[Supplied records — start]

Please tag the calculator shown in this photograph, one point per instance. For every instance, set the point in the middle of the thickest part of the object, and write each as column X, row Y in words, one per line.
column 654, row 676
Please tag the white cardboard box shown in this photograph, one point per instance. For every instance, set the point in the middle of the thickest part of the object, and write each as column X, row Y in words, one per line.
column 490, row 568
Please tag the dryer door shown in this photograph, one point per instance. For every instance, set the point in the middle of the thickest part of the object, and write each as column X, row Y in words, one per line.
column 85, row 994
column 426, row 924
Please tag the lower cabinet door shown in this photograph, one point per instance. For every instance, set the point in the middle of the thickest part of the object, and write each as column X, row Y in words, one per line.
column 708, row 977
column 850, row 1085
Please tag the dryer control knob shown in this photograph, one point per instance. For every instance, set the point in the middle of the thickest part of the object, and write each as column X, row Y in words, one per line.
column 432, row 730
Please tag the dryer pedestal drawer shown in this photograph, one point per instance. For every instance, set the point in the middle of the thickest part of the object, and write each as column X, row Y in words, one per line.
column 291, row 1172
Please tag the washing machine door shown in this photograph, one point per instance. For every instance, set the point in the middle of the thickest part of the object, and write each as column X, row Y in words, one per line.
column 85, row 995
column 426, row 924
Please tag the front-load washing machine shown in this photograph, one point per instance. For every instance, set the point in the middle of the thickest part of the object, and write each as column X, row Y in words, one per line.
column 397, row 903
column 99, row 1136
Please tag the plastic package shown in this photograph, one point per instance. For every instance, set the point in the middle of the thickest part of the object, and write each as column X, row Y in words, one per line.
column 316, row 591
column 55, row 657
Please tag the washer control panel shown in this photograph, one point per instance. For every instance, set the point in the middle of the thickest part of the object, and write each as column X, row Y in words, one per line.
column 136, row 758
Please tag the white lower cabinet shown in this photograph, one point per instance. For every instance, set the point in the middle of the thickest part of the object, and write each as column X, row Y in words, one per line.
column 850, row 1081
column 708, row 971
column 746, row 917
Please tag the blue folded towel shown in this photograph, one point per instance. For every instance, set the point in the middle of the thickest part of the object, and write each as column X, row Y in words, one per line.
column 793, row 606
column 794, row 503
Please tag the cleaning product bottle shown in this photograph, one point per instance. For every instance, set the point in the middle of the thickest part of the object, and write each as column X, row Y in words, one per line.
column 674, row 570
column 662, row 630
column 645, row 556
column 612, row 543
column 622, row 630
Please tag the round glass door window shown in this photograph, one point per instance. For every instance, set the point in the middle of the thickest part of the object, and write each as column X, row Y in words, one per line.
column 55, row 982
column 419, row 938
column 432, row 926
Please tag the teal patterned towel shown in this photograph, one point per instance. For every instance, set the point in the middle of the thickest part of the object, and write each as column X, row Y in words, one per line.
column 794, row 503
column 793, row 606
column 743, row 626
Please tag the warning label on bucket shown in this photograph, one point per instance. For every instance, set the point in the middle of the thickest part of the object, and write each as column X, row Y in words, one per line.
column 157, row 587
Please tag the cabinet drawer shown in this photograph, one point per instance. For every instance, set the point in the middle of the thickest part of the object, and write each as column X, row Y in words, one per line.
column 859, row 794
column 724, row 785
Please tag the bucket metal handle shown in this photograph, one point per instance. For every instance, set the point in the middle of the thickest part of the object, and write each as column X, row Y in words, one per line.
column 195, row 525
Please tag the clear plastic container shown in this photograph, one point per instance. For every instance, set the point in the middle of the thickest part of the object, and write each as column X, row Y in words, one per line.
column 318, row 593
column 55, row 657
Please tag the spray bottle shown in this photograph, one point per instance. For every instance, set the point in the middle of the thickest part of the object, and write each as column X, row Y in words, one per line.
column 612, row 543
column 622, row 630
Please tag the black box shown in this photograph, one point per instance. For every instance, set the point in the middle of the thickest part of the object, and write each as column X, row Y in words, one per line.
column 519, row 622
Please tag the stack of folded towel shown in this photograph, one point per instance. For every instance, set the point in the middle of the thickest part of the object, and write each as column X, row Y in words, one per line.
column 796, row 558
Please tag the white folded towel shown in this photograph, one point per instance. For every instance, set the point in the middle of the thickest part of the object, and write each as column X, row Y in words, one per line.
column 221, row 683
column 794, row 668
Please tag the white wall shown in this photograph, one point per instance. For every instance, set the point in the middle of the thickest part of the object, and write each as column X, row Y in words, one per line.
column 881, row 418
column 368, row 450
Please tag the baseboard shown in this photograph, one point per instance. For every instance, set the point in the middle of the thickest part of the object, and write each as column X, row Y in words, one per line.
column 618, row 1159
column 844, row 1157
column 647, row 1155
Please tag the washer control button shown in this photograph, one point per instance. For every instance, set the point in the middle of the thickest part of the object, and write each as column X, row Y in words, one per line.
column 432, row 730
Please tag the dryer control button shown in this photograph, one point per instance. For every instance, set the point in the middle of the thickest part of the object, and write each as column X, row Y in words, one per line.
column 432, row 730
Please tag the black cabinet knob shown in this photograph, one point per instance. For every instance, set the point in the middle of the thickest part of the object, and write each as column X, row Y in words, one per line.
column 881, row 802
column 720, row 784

[Supplied records — finish]

_What you have to do_
Reproduce the data shown above with every line intact.

_Exercise solution_
Please tag the calculator shown in this photograph, one point per instance. For every instance, set the point in the middle of the thickest part of the object, and write each as column X, row Y in words, one per line.
column 654, row 676
Please tag the white cardboard box shown in this photograph, one point per instance. For every instance, set the point in the middle of the thickest part of the object, and write each as column X, row Y in words, one per line.
column 490, row 568
Please tag the dryer door shown in this photograph, one point per instance. For every instance, set the point in the middle of the thickest part of the object, and write each as column X, row Y in words, one per line.
column 85, row 994
column 426, row 924
Please tag the lower cabinet door shown in this photograph, one point per instance. For every instance, set the point in the middle of the thickest part of the object, and write each as column X, row Y in words, one per line.
column 708, row 977
column 850, row 1085
Please tag the dryer control knob shown in this photograph, one point per instance. For every instance, set the point in the middle of the thickest part of the object, and write each as column X, row Y in words, one per line.
column 432, row 730
Please tag the dryer pedestal drawer shown in this photograph, one point per instance. For every instance, set the point in the middle of the thickest part of the object, and write each as column X, row Y in words, one per line.
column 291, row 1172
Please tag the washing machine door shown in this photograph, one point per instance. For every instance, set the point in the middle of the thickest part of the object, and write each as column X, row Y in words, one per line.
column 85, row 995
column 426, row 924
Please tag the front-load washing machine shown in this photograph, one point per instance. For every instance, set the point in the middle of the thickest part of the object, and write each as column X, row Y in words, one per line.
column 397, row 903
column 99, row 1136
Please tag the plastic package shown in this photograph, one point per instance. For every instance, set the point in the middle of the thickest part of the object, and write each as column X, row Y in words, one per line.
column 316, row 591
column 55, row 657
Please tag the washer control panel shown in this photograph, one point per instance. For every instance, set the point in the middle of the thickest part of the object, and write each as column X, row Y in words, one per line.
column 136, row 758
Please tag the white lower cabinet shown in this photograph, one point per instance. For every instance, set the point in the middle of the thickest part of the object, and write each as column X, row Y in words, one per line.
column 850, row 1081
column 708, row 971
column 746, row 917
Please tag the blue folded towel shown in this photograph, one point per instance. For every instance, set the point in the middle of the thickest part of the object, and write each as column X, row Y in words, one per line.
column 793, row 606
column 794, row 503
Please tag the cleaning product bottle shown in this photograph, one point per instance. For every instance, set the point in the middle of the thickest part of the object, and write each as column X, row Y in words, one per line.
column 674, row 570
column 662, row 630
column 645, row 556
column 612, row 543
column 622, row 630
Please tag the round glass door window shown in this photograph, one point per instance. For every instance, set the point in the middle of the thickest part of the object, and write each as column X, row Y in words, one per line.
column 55, row 982
column 419, row 938
column 432, row 926
Please tag the teal patterned towel shown in this photograph, one point per instance. For every instance, set the point in the middle of the thickest part of the object, and write each as column X, row Y in words, one per line.
column 794, row 503
column 793, row 606
column 743, row 626
Please tag the warning label on bucket shown in this photograph, one point per instance. For every instance, set the point in the middle of the thickest part of the object, and write each as column X, row Y in words, one per line.
column 157, row 587
Please tag the cabinet drawer shown in this photograph, one point per instance. For every instance, set the point in the middle of the thickest part of the object, and write each as column X, row Y in words, one per line.
column 859, row 794
column 724, row 785
Please tag the bucket metal handle shown in this photograph, one point per instance. For every instance, set the point in the middle of the thickest part of the object, and write each as column X, row Y in words, one per line.
column 195, row 525
Please tag the clear plastic container shown in this photograph, one point per instance. For every instance, set the point in the middle of the thickest part of the object, and write each as column X, row Y in words, one per line.
column 318, row 593
column 55, row 657
Please tag the spray bottle shown in this photograph, one point per instance. For every instance, set the point in the middle of the thickest part of the object, and write each as column X, row Y in words, one per line.
column 612, row 543
column 622, row 630
Please tag the black box shown in this photograph, one point per instance. For every instance, set the point in the middle of the thickest part of the object, and write each as column X, row Y in words, one per line.
column 519, row 622
Please tag the stack of folded towel shown in this photograph, one point per instance. For every instance, set the point in the middle of the thickest part of the object, and write each as column X, row Y in words, one per line.
column 796, row 558
Please tag the white folded towel shown in this photograph, one point per instance. For every instance, set the point in the middle of the thickest part of the object, and write each as column X, row Y in words, one per line.
column 221, row 683
column 794, row 668
Please tag the white wall shown in this photograph, one point per instance. For every instance, set the point in the middle of the thickest part of the object, and write each as column X, row Y in words, one per line.
column 881, row 418
column 368, row 450
Please tag the baseboard shown in this photograph, one point per instance. For every instance, set the point in the middle of the thickest part of the object, and write each as column X, row Y in words, one per line.
column 618, row 1159
column 844, row 1157
column 647, row 1155
Please tag the washer control button shown in this photograph, one point per instance. For every instance, set the point in the middle of the thickest part of the object, and write each as column X, row Y in words, one per line.
column 432, row 730
Please tag the dryer control button shown in this photograph, one point per instance. For every instance, set the point in the middle of the thickest part of the object, and write each as column X, row Y in words, one per line.
column 432, row 730
Please tag the black cabinet knob shown in this photograph, one point per instance. For every instance, set the point in the middle of the thickest part of the object, and write each as column X, row Y in words, one per line.
column 881, row 802
column 720, row 784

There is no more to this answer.